**原文**
------------------------
我们HttpClient向服务器请求时,正常情况 执行成功 返回200状态码,不一定每次都会请求成功,比如这个请求地址不存在 返回404
服务器内部报错 返回500,有些服务器带有防采集,假如你频繁的采集数据,则返回403 拒绝你请求。
当然 我们是有办法的 下一章会发布用代理IP,解决此类问题
demo:
package com.gcx.demo.HelloWorld2;
import org.apache.http.HttpEntity;
import org.apache.http.client.methods.CloseableHttpResponse;
import org.apache.http.client.methods.HttpGet;
import org.apache.http.impl.client.CloseableHttpClient;
import org.apache.http.impl.client.HttpClients;
import org.apache.http.util.EntityUtils;
public class App2 {
public static void main(String[] args) throws Exception{
CloseableHttpClient httpClient=HttpClients.createDefault(); // 创建httpClient实例
HttpGet httpGet=new HttpGet("https://www.baidu.com"); // 创建httpget实例
httpGet.setHeader("User-Agent", "Mozilla/5.0 (Windows NT 6.1; Win64; x64; rv:50.0) Gecko/20100101 Firefox/50.0"); // 设置请求头消息User-Agent
CloseableHttpResponse response=httpClient.execute(httpGet); // 执行http get请求
System.out.println("Status:"+response.getStatusLine().getStatusCode());
HttpEntity entity=response.getEntity(); // 获取返回实体
System.out.println("Content-Type:"+entity.getContentType().getValue());
//System.out.println("网页内容:"+EntityUtils.toString(entity, "utf-8")); // 获取网页内容
response.close(); // response关闭
httpClient.close(); // httpClient关闭
}
}
输出结果:
Status:200
Content-Type:text/html; charset=utf-8
------------------------
**给定数据**
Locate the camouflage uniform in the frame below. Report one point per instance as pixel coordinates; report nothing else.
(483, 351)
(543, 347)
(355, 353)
------------------------
**操作要求**
找出原文中提到的全部HTTP状态码,并写出原文给每个状态码说明的情况。

**本题解答**
- 200:正常情况,执行成功
- 404:请求地址不存在
- 500:服务器内部报错
- 403:频繁采集数据时,带防采集的服务器拒绝请求